STATED EXERCISE: Can you rewrite only the part of the data that opens with the line containing "of the roof" and closes with the data's final line, including both ends and keeping the requests as they are? In the answers, multiply every coordinate by 0.5 and round to whole numbers, rounding halves up.

DATASET EXCERPTS:
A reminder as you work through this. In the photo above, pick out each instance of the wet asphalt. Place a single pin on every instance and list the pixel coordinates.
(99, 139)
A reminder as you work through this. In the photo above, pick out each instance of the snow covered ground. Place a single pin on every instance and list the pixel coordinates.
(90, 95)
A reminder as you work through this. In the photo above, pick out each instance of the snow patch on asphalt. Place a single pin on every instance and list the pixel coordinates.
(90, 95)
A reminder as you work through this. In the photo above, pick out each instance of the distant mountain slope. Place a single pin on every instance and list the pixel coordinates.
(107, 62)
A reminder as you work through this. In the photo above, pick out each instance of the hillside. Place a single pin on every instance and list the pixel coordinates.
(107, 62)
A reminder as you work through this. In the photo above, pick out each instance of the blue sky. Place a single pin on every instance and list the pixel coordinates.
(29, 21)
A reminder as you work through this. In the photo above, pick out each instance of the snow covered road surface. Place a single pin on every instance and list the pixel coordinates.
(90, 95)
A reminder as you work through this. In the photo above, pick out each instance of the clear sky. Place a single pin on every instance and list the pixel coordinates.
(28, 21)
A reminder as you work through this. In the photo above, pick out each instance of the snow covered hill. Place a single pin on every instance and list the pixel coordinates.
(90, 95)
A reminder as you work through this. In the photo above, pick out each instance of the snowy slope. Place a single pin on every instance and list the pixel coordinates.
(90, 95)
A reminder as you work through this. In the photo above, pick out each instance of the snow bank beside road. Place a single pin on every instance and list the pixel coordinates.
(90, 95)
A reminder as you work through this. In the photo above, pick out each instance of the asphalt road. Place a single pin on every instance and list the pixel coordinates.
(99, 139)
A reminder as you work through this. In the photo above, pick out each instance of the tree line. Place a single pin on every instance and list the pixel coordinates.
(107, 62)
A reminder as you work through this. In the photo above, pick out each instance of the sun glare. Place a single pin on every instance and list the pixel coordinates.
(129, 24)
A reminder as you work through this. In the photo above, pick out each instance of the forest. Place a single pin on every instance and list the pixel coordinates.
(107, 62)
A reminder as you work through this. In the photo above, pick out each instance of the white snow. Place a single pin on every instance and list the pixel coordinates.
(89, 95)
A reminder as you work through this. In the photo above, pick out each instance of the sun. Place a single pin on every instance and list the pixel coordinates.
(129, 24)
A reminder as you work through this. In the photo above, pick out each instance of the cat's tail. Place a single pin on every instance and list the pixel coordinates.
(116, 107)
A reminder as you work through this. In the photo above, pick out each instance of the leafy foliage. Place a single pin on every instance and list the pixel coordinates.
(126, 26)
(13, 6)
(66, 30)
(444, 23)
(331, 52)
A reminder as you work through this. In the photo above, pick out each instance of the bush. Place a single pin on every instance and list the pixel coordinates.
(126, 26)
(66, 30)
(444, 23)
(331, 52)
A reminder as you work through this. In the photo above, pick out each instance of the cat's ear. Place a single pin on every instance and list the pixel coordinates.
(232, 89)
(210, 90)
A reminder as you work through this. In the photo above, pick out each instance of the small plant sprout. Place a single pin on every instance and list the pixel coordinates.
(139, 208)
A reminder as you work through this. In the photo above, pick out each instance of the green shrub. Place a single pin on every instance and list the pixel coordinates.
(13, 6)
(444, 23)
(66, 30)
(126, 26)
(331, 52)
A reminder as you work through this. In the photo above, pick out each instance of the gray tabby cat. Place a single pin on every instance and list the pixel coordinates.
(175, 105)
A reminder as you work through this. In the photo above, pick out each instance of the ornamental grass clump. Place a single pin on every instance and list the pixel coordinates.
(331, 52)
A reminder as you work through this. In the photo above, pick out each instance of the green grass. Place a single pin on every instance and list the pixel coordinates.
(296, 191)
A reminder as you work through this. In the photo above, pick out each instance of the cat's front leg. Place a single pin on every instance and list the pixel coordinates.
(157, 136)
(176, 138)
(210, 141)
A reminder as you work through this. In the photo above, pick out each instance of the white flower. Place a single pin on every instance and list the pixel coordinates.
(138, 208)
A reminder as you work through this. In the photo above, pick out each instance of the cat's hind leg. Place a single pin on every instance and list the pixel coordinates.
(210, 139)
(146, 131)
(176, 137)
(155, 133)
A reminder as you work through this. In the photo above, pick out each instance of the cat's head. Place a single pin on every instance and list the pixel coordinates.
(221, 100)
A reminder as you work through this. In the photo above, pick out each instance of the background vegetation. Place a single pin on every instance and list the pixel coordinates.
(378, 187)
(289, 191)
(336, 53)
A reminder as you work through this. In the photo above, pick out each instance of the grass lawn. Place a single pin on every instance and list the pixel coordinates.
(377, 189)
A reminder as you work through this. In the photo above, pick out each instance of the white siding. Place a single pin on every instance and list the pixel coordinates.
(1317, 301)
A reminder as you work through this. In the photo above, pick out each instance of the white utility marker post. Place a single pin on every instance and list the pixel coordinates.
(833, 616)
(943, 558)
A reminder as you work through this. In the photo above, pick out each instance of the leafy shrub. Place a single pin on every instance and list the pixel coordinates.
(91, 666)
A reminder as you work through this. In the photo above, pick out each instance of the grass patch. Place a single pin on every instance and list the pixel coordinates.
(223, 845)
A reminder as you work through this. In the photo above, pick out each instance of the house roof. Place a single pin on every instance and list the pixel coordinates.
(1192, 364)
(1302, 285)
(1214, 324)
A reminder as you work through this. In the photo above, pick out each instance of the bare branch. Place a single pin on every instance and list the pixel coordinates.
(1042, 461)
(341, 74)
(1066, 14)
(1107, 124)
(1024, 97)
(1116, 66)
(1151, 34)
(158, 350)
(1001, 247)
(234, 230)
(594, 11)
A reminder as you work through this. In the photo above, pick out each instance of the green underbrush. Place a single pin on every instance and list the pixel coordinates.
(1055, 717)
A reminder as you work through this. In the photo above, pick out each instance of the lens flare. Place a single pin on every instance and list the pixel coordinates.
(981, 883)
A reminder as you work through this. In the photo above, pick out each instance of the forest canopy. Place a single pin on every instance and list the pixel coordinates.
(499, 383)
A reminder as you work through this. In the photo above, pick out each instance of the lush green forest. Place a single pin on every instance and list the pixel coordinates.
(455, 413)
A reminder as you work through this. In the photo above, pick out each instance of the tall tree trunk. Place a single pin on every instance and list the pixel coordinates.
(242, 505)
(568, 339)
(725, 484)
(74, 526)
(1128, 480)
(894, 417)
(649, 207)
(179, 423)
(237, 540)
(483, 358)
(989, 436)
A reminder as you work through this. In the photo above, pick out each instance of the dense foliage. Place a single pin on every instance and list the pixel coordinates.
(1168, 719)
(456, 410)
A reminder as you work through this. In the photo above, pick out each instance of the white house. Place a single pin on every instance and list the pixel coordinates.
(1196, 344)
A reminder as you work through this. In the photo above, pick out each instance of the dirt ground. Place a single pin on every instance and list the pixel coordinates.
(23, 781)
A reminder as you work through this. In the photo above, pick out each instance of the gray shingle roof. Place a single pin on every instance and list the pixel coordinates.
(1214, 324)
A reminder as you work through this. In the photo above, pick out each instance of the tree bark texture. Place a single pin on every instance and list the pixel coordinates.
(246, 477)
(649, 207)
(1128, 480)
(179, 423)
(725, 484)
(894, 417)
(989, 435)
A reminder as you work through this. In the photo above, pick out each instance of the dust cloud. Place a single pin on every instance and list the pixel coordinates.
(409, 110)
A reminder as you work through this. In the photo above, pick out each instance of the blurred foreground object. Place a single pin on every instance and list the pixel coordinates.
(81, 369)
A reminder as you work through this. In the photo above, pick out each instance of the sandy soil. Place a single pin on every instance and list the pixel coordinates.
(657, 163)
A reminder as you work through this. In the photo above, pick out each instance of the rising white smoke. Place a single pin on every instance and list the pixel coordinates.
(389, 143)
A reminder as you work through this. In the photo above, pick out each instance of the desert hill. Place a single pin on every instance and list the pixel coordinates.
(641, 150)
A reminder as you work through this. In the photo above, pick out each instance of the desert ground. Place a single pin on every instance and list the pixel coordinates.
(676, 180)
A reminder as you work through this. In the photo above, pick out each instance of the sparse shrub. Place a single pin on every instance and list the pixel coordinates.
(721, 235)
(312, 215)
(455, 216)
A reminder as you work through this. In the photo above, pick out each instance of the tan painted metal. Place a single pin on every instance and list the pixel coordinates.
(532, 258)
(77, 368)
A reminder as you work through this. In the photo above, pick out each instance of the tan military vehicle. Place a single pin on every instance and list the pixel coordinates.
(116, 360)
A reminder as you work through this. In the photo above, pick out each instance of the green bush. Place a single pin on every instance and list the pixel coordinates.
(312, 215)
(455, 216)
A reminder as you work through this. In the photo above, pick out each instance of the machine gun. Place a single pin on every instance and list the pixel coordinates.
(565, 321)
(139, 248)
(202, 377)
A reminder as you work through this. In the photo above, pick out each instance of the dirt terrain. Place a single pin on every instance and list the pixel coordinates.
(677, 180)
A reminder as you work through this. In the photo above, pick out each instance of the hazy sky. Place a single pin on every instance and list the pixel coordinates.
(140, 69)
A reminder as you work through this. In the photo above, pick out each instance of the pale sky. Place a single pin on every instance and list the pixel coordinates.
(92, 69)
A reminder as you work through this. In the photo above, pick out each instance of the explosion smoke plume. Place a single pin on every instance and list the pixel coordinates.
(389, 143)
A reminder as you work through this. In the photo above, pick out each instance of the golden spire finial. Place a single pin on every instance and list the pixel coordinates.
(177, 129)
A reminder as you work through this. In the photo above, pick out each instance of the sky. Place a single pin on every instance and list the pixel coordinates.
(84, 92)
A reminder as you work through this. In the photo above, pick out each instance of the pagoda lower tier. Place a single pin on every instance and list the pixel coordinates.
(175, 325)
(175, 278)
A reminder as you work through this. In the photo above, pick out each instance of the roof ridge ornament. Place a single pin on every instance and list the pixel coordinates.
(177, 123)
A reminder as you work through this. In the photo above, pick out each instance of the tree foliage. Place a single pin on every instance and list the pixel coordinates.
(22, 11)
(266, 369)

COMPLETED TASK:
A reminder as you work through this. In the photo above, pick out each instance of the roof ridge ornament. Place a single pin on every instance and list the pixel coordinates.
(89, 62)
A reminder as you work through this. In the photo above, pick out each instance of the tree foliage. Place a single pin on every instance and list the pixel coordinates.
(11, 6)
(133, 185)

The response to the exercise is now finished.